(Task objective) Can you copy out the lines from the start of the records through the line containing "x=213, y=98", inclusive, replacing "setting one point" with "placing one point" and changing nothing else? Leave the pictures out of your answer.

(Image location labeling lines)
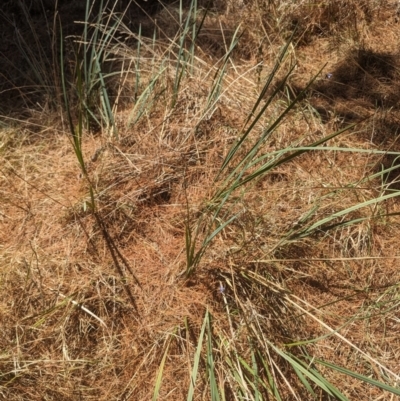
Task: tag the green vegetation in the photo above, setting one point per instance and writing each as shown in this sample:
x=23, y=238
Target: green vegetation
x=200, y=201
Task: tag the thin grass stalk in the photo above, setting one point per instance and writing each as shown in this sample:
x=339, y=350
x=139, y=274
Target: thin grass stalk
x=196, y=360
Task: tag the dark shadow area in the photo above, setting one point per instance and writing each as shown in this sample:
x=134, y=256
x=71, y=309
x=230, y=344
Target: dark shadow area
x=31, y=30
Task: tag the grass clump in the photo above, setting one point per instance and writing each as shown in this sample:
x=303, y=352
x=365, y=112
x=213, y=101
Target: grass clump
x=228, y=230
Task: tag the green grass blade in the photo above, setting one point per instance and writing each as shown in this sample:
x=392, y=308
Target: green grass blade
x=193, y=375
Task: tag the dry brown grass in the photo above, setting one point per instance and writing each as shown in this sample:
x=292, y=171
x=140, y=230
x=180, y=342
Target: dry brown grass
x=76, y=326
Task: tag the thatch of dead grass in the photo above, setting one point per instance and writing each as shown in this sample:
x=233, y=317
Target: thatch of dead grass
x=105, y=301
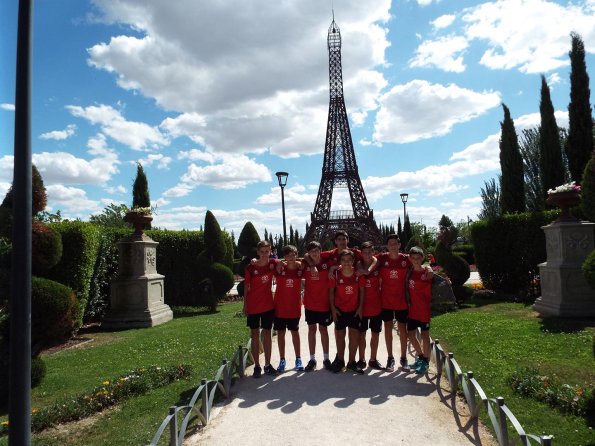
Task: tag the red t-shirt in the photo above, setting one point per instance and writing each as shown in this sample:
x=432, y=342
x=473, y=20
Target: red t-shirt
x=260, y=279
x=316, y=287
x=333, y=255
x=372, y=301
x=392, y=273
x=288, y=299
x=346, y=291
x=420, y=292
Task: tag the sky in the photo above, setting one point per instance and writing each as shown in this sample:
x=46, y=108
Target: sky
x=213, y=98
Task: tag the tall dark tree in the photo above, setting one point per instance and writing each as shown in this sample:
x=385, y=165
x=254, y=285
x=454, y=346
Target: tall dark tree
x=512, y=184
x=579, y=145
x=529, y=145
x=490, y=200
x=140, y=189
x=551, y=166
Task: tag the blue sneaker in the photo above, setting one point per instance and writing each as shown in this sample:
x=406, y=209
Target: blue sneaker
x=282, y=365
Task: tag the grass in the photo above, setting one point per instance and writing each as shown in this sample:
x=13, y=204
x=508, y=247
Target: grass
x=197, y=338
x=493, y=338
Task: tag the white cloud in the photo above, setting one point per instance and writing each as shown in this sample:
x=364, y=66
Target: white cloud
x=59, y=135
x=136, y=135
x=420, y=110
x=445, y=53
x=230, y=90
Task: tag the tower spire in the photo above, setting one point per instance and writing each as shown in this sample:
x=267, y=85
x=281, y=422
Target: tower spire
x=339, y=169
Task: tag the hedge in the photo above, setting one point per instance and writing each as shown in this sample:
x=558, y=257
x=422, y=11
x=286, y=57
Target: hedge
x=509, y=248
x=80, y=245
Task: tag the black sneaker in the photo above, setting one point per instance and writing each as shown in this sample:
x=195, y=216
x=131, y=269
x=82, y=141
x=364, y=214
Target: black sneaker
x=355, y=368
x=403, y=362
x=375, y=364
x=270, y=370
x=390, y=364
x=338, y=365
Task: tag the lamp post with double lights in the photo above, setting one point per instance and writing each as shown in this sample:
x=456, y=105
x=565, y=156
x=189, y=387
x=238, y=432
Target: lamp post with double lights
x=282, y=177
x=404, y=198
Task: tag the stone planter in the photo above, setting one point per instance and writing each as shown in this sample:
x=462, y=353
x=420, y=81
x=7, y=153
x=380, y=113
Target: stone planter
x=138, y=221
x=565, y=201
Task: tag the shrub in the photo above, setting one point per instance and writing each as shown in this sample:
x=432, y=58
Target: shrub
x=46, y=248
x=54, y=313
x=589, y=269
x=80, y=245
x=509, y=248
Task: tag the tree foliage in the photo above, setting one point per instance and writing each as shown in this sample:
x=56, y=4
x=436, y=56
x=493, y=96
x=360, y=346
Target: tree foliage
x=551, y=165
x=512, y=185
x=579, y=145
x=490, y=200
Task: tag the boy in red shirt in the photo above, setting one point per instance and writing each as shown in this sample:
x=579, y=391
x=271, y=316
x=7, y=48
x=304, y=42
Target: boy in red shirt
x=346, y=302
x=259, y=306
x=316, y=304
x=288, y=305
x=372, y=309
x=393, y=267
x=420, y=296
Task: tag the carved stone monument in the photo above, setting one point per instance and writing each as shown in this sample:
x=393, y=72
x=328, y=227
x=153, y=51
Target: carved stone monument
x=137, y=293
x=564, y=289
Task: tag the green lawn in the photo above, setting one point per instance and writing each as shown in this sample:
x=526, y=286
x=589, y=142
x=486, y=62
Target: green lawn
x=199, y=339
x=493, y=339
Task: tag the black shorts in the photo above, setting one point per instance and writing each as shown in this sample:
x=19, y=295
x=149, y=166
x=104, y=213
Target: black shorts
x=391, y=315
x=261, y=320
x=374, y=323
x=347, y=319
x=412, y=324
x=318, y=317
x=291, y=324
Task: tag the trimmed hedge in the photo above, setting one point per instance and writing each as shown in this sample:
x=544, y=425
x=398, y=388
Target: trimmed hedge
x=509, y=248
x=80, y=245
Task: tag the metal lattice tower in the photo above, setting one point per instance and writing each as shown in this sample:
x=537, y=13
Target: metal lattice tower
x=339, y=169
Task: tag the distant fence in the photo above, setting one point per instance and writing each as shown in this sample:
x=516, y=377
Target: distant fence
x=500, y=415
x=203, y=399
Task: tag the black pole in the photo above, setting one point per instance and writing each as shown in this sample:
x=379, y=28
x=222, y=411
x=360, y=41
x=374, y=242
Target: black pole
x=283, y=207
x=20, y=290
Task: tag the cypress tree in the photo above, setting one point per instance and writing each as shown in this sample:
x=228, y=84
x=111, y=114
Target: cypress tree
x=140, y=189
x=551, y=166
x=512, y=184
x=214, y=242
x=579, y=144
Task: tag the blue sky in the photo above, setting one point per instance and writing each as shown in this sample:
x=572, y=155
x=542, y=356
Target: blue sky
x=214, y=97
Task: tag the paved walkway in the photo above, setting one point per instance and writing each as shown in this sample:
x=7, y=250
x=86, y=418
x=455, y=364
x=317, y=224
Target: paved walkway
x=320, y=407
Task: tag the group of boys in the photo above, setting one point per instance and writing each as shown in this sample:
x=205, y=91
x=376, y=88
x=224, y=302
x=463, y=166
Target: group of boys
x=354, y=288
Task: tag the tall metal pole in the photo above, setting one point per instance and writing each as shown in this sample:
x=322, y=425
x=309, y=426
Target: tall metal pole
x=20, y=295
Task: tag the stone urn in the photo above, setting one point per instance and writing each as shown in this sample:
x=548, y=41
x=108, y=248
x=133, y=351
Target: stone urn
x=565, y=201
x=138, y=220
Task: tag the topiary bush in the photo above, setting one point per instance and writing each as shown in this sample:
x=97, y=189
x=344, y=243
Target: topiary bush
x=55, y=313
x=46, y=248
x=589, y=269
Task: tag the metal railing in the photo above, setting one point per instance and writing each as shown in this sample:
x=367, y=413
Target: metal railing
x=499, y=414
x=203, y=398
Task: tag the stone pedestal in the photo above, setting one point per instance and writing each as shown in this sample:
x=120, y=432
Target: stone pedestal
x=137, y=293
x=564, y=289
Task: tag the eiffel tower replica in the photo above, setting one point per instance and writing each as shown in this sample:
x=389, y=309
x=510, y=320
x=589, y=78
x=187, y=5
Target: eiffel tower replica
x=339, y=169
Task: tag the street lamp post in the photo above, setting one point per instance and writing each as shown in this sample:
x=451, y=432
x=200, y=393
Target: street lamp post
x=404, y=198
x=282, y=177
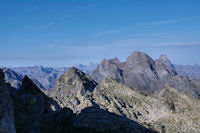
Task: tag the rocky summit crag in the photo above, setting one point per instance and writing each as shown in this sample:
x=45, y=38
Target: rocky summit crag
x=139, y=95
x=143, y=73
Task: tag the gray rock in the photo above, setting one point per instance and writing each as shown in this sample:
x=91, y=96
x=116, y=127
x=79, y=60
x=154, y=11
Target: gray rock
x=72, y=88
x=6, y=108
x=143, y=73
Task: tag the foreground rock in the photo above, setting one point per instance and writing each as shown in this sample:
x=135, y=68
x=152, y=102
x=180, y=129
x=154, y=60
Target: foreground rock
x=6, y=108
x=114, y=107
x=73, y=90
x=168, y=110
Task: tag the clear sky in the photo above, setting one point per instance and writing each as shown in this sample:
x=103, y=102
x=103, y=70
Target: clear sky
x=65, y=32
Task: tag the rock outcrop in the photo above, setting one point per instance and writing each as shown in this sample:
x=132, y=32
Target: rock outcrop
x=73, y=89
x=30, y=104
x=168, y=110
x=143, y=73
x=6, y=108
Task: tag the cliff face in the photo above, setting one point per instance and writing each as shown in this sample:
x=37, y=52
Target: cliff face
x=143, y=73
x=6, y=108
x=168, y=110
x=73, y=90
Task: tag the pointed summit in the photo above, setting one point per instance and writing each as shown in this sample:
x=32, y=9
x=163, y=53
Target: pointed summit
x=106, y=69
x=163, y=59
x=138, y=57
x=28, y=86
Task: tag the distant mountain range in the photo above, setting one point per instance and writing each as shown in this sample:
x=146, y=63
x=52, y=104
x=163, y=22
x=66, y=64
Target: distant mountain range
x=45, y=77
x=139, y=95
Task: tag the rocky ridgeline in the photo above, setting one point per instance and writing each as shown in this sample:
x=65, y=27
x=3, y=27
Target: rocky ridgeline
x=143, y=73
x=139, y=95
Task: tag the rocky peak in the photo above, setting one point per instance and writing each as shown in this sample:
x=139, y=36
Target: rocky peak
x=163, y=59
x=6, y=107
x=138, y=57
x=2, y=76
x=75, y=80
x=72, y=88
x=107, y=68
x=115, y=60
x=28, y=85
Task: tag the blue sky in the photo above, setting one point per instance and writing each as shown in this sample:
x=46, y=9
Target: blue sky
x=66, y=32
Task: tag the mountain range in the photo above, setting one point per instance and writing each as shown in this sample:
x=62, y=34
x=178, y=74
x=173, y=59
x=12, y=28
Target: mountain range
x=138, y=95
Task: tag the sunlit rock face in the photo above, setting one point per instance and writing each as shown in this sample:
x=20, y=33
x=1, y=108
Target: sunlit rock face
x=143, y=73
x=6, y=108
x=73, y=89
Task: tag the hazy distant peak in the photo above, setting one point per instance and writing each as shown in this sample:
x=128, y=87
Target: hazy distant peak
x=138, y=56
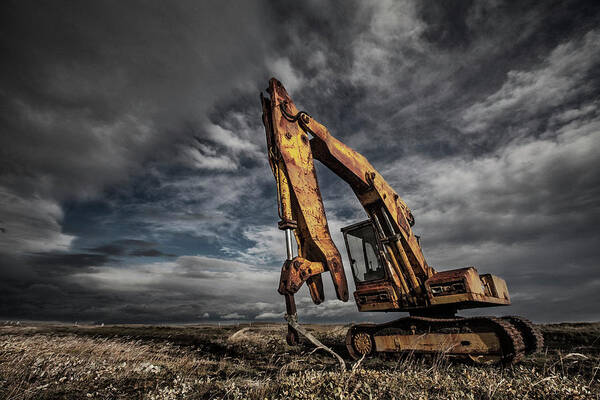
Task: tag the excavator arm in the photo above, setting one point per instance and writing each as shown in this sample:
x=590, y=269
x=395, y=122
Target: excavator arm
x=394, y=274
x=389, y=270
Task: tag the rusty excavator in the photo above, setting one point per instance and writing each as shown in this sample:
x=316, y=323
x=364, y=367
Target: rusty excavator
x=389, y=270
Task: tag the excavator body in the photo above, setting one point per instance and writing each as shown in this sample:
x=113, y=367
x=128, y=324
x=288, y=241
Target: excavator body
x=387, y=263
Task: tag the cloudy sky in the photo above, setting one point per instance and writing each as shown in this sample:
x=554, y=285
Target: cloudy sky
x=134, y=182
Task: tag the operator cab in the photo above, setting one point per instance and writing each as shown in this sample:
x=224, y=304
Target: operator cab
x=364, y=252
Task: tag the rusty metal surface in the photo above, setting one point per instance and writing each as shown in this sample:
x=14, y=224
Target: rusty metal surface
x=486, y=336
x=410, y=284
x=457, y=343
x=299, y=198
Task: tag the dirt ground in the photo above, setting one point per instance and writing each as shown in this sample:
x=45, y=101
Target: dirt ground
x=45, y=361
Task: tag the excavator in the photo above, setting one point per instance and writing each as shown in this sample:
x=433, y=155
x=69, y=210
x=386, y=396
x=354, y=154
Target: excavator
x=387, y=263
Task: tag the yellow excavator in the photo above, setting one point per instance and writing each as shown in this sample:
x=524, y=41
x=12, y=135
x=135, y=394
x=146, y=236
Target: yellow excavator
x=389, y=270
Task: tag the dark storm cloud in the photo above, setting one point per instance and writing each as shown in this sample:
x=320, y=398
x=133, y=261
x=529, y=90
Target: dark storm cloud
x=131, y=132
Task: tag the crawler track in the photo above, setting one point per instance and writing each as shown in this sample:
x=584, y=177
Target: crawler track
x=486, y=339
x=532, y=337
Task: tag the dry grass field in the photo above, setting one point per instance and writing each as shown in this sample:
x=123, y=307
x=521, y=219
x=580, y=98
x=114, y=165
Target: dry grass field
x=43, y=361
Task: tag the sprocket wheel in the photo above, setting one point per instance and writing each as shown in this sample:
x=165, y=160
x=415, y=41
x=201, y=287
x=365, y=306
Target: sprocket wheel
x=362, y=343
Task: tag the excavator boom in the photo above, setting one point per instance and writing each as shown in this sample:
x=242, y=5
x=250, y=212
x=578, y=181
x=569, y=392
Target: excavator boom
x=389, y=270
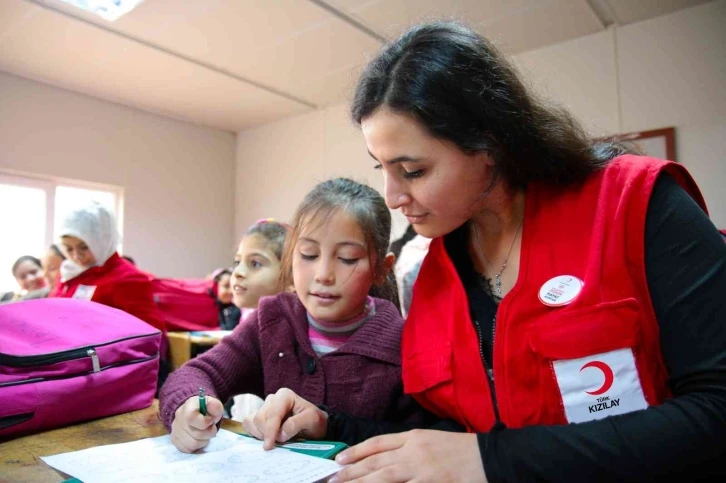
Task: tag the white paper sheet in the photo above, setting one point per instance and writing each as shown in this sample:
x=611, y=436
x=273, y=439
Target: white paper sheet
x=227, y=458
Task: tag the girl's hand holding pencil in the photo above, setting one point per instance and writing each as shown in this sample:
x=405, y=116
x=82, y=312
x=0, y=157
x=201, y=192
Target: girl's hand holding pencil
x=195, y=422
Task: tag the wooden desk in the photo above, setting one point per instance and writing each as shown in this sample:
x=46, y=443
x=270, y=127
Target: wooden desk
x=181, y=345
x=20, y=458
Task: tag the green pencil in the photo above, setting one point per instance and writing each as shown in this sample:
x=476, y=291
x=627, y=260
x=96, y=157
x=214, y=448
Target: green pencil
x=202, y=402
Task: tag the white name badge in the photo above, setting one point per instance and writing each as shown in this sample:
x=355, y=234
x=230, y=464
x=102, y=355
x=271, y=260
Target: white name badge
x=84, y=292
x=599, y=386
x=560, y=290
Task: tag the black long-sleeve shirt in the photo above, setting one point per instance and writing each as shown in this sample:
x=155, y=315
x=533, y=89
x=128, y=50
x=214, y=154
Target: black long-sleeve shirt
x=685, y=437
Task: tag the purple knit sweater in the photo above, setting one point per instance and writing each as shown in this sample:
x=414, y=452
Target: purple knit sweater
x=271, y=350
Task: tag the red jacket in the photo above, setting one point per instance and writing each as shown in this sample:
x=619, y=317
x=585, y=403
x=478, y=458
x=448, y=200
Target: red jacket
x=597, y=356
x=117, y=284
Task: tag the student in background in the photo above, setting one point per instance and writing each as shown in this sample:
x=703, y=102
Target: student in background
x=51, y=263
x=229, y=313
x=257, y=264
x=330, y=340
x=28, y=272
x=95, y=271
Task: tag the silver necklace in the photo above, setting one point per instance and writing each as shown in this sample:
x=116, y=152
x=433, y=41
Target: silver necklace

(Answer to the task)
Task: tag the green vegetation in the photo above, placing one point per instance and writing each as shown in this sample:
x=23, y=238
Target: green vegetation
x=200, y=201
Task: tag the thin grass stalk in the photo above, placing one point per instance and writing each as shown in this sample:
x=339, y=350
x=139, y=274
Target: thin grass stalk
x=196, y=360
Task: tag the dark shadow area in the photo above, placing one point per instance and writing each as shown in this sample:
x=134, y=256
x=71, y=309
x=230, y=344
Target: dark shadow area
x=31, y=30
Task: tag the grass clump in the photo above, placing one point per instance and writing each as shown in this sample:
x=303, y=352
x=365, y=112
x=213, y=101
Target: grass clump
x=228, y=230
Task: tag the green grass blade in the photo above, placing one point per instance and writing each as shown in this sample:
x=392, y=308
Target: green grass blade
x=193, y=375
Task: tag the dry brown grass in the photo above, placing one point per instance and writing each as shown in this sample:
x=292, y=171
x=140, y=230
x=180, y=342
Target: dry brown grass
x=76, y=326
Task: tag the thatch of dead grass in the photo above, placing one point per instance and writing each as shown in this sample:
x=233, y=317
Target: thatch of dead grass
x=105, y=301
Task: tag the red t-shirt in the photo above, placing one point per instance and writing each as shown in this sample:
x=432, y=342
x=473, y=20
Target: red t-shirt
x=260, y=279
x=316, y=287
x=333, y=255
x=372, y=301
x=392, y=273
x=288, y=299
x=346, y=291
x=420, y=292
Task: tag the sky in the photo above, placing one point per instance and writing each as shown in this sample:
x=46, y=108
Target: sky
x=213, y=98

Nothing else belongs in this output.